▸ INSTRUCTIONS FOR THE TASK:
Copy out every one of the following entries word for word, leaving out the pictures.

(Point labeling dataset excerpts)
::::
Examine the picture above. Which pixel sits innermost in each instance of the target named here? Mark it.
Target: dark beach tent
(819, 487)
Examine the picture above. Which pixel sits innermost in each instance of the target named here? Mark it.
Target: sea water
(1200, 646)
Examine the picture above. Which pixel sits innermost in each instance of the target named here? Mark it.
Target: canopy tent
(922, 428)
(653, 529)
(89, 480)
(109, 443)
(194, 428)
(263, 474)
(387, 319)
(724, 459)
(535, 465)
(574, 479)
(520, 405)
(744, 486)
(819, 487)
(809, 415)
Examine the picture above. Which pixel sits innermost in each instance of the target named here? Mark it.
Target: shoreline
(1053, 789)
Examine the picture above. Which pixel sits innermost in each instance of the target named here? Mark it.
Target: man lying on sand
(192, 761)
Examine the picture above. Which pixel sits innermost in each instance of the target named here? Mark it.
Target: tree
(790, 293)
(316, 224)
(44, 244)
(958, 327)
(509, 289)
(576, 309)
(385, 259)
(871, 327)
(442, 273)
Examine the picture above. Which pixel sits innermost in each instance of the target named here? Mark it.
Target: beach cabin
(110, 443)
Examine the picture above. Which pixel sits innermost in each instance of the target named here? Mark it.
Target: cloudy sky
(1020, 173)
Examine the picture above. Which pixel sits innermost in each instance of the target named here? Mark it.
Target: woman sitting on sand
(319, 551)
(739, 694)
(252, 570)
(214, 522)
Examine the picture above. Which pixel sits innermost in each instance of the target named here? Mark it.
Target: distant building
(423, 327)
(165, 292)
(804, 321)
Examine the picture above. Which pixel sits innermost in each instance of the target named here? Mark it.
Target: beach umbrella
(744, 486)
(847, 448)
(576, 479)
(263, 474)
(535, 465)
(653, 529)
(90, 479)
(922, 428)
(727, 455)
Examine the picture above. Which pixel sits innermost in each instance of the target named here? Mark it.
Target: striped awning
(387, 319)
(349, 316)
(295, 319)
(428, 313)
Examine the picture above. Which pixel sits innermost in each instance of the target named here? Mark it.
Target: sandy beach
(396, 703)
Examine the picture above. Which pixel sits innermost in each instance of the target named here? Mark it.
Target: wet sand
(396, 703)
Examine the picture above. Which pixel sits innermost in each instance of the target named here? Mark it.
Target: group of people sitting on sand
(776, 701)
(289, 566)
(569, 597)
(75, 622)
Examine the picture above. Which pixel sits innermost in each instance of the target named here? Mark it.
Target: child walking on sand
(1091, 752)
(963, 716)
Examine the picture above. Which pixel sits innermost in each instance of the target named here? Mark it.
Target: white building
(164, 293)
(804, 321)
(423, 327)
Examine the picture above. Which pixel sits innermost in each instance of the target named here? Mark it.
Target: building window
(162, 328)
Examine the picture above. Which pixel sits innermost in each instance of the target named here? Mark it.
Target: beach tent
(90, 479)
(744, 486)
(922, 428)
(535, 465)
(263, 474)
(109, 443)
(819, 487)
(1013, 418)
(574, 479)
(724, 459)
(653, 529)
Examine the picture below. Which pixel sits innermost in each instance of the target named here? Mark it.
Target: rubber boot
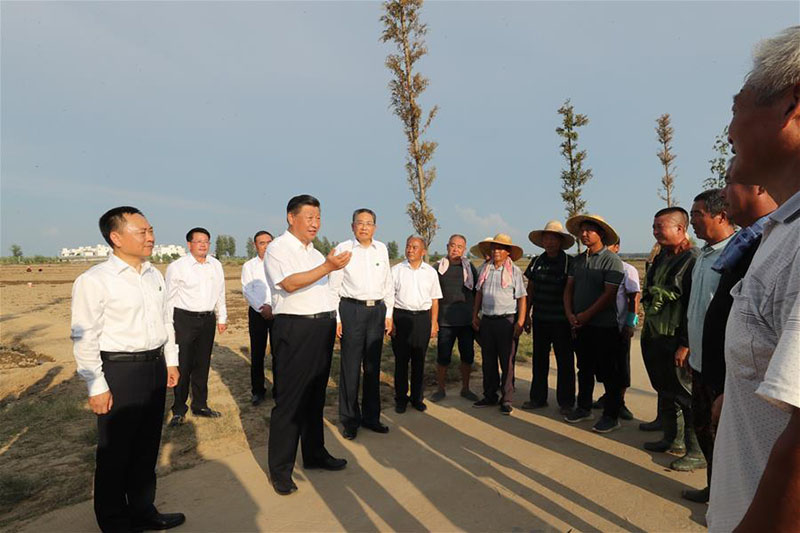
(694, 458)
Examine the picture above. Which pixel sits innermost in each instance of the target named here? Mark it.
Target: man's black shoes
(159, 521)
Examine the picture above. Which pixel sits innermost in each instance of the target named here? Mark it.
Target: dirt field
(451, 468)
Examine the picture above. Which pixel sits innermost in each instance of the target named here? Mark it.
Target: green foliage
(403, 28)
(719, 164)
(393, 250)
(226, 246)
(665, 131)
(574, 177)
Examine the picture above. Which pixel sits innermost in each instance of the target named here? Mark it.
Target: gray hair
(776, 65)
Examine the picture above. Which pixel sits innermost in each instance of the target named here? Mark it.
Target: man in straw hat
(547, 277)
(501, 300)
(589, 302)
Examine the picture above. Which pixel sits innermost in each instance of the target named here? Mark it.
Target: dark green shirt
(549, 277)
(592, 273)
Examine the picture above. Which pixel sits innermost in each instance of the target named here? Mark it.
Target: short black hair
(260, 233)
(714, 201)
(297, 203)
(192, 231)
(111, 220)
(364, 210)
(674, 210)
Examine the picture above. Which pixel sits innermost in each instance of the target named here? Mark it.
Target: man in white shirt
(365, 293)
(304, 332)
(124, 347)
(416, 312)
(196, 294)
(755, 485)
(259, 314)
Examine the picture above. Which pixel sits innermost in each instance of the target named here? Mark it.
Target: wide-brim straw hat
(485, 246)
(574, 227)
(555, 227)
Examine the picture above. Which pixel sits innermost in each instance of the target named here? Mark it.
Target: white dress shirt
(254, 284)
(196, 286)
(415, 288)
(368, 275)
(285, 256)
(117, 309)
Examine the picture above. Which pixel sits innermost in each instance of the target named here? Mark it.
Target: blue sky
(215, 114)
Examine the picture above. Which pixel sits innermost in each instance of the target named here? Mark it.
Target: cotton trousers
(259, 328)
(410, 344)
(362, 344)
(194, 335)
(559, 336)
(301, 366)
(498, 347)
(128, 439)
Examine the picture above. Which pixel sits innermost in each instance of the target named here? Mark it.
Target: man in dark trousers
(124, 347)
(365, 294)
(259, 314)
(303, 332)
(457, 279)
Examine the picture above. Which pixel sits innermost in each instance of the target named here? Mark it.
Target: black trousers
(128, 439)
(301, 367)
(559, 336)
(259, 328)
(410, 344)
(362, 344)
(194, 336)
(498, 346)
(599, 355)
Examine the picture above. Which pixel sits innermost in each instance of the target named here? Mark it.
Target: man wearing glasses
(366, 297)
(196, 296)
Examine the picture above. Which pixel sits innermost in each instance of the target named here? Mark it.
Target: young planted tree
(719, 163)
(574, 177)
(403, 28)
(664, 131)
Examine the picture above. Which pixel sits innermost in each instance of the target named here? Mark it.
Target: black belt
(327, 314)
(195, 313)
(407, 312)
(132, 357)
(366, 303)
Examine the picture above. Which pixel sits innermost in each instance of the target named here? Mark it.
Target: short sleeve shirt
(592, 272)
(762, 383)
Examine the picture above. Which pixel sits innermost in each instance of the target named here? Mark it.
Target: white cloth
(495, 299)
(117, 309)
(368, 275)
(196, 286)
(415, 289)
(762, 354)
(630, 285)
(254, 284)
(285, 256)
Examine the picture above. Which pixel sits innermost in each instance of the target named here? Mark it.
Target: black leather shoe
(328, 463)
(158, 521)
(206, 412)
(377, 427)
(284, 488)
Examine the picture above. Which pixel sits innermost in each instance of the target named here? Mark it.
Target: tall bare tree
(664, 131)
(719, 163)
(574, 177)
(402, 27)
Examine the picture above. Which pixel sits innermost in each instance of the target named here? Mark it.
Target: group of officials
(720, 338)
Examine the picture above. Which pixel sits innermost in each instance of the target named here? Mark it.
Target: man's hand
(100, 404)
(172, 376)
(337, 262)
(681, 356)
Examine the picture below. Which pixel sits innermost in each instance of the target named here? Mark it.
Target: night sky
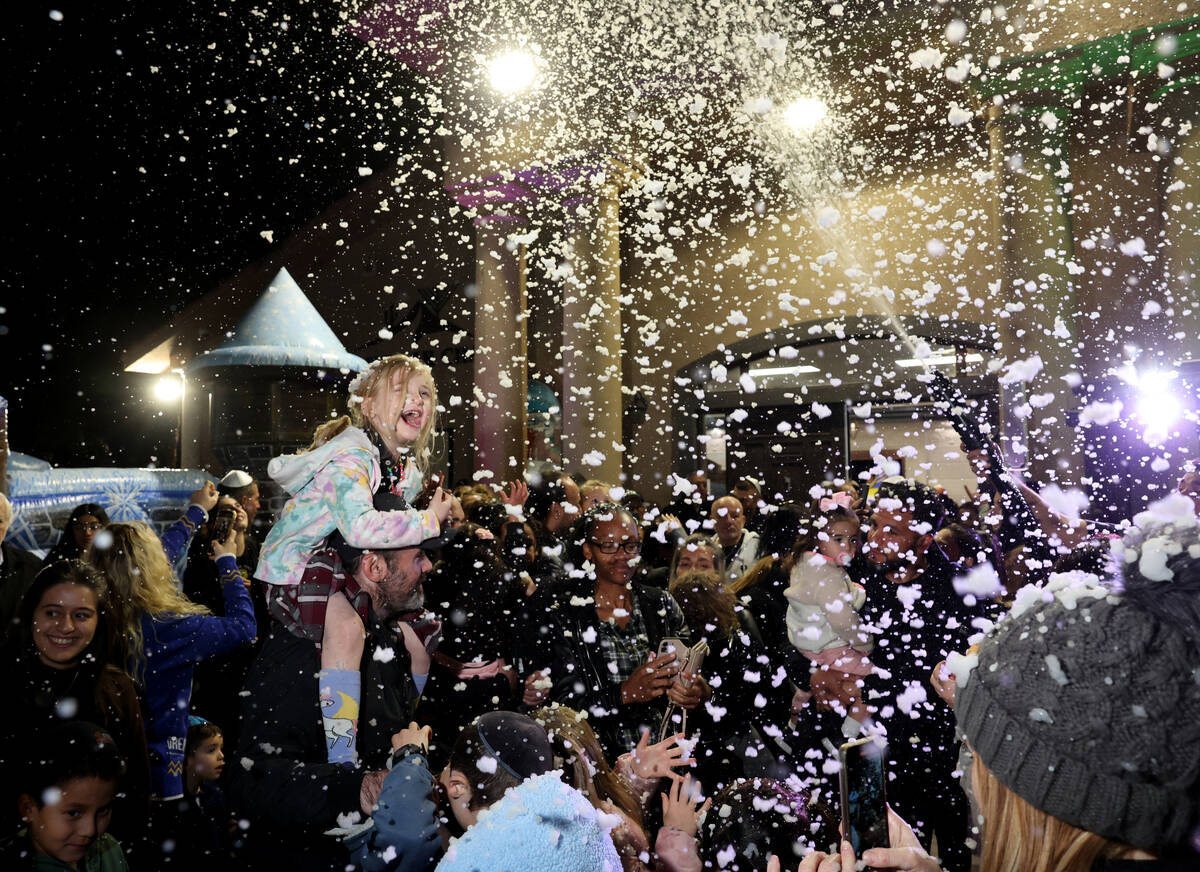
::::
▸ IN RESPONSE:
Examine the picture above. Which pixel sits innermost in each instance of the target named here? Mark it.
Target: dark beach tent
(819, 487)
Examine the picture above. Which pixel sits innermost in each instance of the target named here? Mark it.
Target: sea water
(1200, 646)
Examine the picture above. Which pixel sits innermost in each instance of the target named here? Mark it.
Target: canopy tent
(922, 428)
(653, 529)
(89, 480)
(109, 443)
(194, 428)
(263, 474)
(387, 319)
(724, 459)
(535, 465)
(574, 479)
(520, 405)
(744, 486)
(819, 487)
(809, 415)
Examine the picture above. Which pixel sits innermost in each instance of the target named here? Mark it.
Target: shoreline
(1053, 789)
Examine the picture above. Which pixel sits innermost in each instance of the target named here? Mark it.
Target: man lying on sand
(192, 761)
Examine the picture above. Which pixel sits innermost in each instance of the target named here? Mark it.
Target: tree
(790, 293)
(316, 224)
(44, 244)
(958, 327)
(509, 289)
(576, 309)
(385, 259)
(871, 327)
(442, 273)
Examine the picture above. Which pixel sits innermost in each instance of the target named here? Mark it.
Target: beach cabin
(110, 443)
Examine the picture above. Which pixel sits innermost in each instance of the target named here? Mark it.
Target: cloudy sky
(1020, 173)
Examine the picture above. Which pixel sits innermost in each instance of the target named here? Mark it.
Target: woman sitting on sand
(319, 551)
(739, 694)
(252, 570)
(214, 522)
Examine the picture above. Which pixel sits innermost in each instance of the target named here? Mark it.
Target: distant building
(423, 327)
(165, 292)
(804, 321)
Examine the picture above. Which pixel sits innermost in each instance of the target named here? Mark it.
Target: beach umbrella
(744, 486)
(847, 448)
(576, 479)
(263, 474)
(535, 465)
(653, 529)
(90, 479)
(922, 428)
(727, 455)
Examine the picture above. Which pixel sits innermost in each instance of the target named here? Mark it.
Target: striped awning
(387, 319)
(349, 316)
(295, 319)
(428, 313)
Examine the picture above. Which pixel sits innermost in each instance of the target named here? Mark it.
Target: sandy beach
(396, 703)
Examine the picture above. Which pixel sits innermost in each instance of the target named here? Mark it.
Target: wet sand
(396, 703)
Examine the picture above. Which pixel sits innermost in each instance of the target named here? Mark it.
Target: group of people sitting on sand
(776, 701)
(289, 566)
(569, 597)
(75, 622)
Examine the picture above. Which pixel sits innermost in each instance of the target named here? Mark it.
Target: child walking on sand
(1091, 752)
(963, 716)
Examine the picture above. Which pixel sits innermost in each instance of the target named here? Mark it.
Target: white building
(164, 293)
(804, 321)
(423, 327)
Examine the picture above. Which pixel sits innermost in each instance of the target named here? Mark it.
Target: building window
(162, 328)
Examine the picture above. Which pixel sits innermost in each instance of the target named here? Mark it.
Target: beach tent
(90, 479)
(744, 486)
(922, 428)
(535, 465)
(263, 474)
(109, 443)
(819, 487)
(1013, 418)
(574, 479)
(724, 459)
(653, 529)
Examine the picture below. Which pixel sits innermost in each instance of the target named here? Mark it.
Target: rubber boot
(694, 458)
Examine the picture above. Which pixel sits innermost in each instance of the target named here? Mark it.
Target: man's black shoes
(159, 521)
Examine the picture above. Which pixel sits innermost in each instance of the target named here? Mark it.
Target: dirt field
(451, 468)
Examine the picture above. Which pixel sits innermost in each instance of the target named here? Mark it.
Target: green foliage
(403, 28)
(719, 164)
(393, 250)
(226, 246)
(665, 131)
(574, 177)
Examine the picture above. Which pixel sits innermost in each instance of the target named here? Mark it.
Target: gray hair
(776, 65)
Examine the picture above. Which pixel sits innermost in each instance of the target named here? Mark it.
Target: man in straw hat
(547, 277)
(501, 300)
(589, 302)
Examine the picture above. Which pixel sits innermost in each instance of the target named here? Mark it.
Target: dark green shirt
(549, 277)
(592, 273)
Examine the picture above. Which pixel sits innermost in each instance of the target named here? Mark it.
Target: short black hair
(260, 233)
(714, 201)
(297, 203)
(192, 231)
(111, 220)
(364, 210)
(674, 210)
Examine the picture above. Which pixel sits innermost in each instance of the target named here? Mark it.
Target: man in white shirt
(365, 293)
(304, 332)
(124, 347)
(416, 312)
(196, 294)
(755, 485)
(259, 314)
Examine the picture above. Which pixel sits innermost in each instance of the target named here? Mark it.
Target: wide-brim straw hat
(485, 246)
(574, 227)
(555, 227)
Examine the picture above. Which pixel sits innermost in each instance of the target named here? Mark it.
Target: white dress shirt
(254, 284)
(196, 286)
(415, 288)
(368, 275)
(285, 256)
(117, 309)
Examine the picture above. Which pixel sits innermost in each instance of the target named here? Mark it.
Target: blue sky
(215, 114)
Examine the picture above. Which pixel sits innermost in each instance of the target named here? Mark it.
Target: cotton trousers
(259, 328)
(410, 344)
(362, 344)
(194, 335)
(559, 336)
(301, 366)
(498, 347)
(128, 439)
Examine the picture above. Which pixel sits innermost in each instance of the target named here? Mark it.
Target: man in dark trousers
(124, 347)
(365, 294)
(259, 314)
(303, 332)
(457, 279)
Examine the picture above. Which pixel sits innermost in each instance of the target named here? Mark it.
Target: black trousers
(128, 439)
(301, 367)
(559, 336)
(259, 328)
(410, 344)
(362, 344)
(194, 336)
(498, 346)
(599, 355)
Examine the picture above. Which pixel sits innermost in each instance of the target named here? Mark it.
Target: man wearing glasses
(366, 297)
(196, 296)
Examine the picture above. Which pixel sits innermost in each instance of the target named here? Mark it.
Target: young planted tree
(719, 163)
(574, 177)
(403, 28)
(664, 131)
Examine the picture above. Which pixel sits innermost in each instance of the target named here? Mark it.
Target: black belt
(327, 314)
(195, 313)
(407, 312)
(132, 357)
(366, 303)
Examine the picture above. Which pixel sits innermost in each instance of the target named here? Mark it.
Target: short sleeve shirt
(592, 272)
(762, 383)
Examine the picture above. Which pixel sits innermost in each instance of the target named here? Mark it.
Target: white cloth
(495, 299)
(117, 309)
(368, 275)
(196, 286)
(415, 289)
(762, 354)
(630, 285)
(254, 284)
(285, 256)
Examine the picture above. Which pixel sits innermost in each instance of the target named here? Mark it.
Target: black leather shoe
(328, 463)
(158, 521)
(206, 412)
(377, 427)
(284, 488)
Examine the picture above. Which pixel sits innermost in each instance of the target named here? Mark it.
Target: tall bare tree
(664, 131)
(719, 163)
(574, 177)
(402, 27)
Examine the picture above. Which pixel sits innermost in each instance of the target named here? Mark it.
Target: group of officials
(720, 338)
Examine the picture above. Which pixel sits innermost in each instance of the target named here? Mark it.
Target: man's hand
(100, 404)
(172, 376)
(337, 262)
(681, 356)
Examine the picture below. Which pixel sits innermost in each instance of the target named here? Mark it.
Target: night sky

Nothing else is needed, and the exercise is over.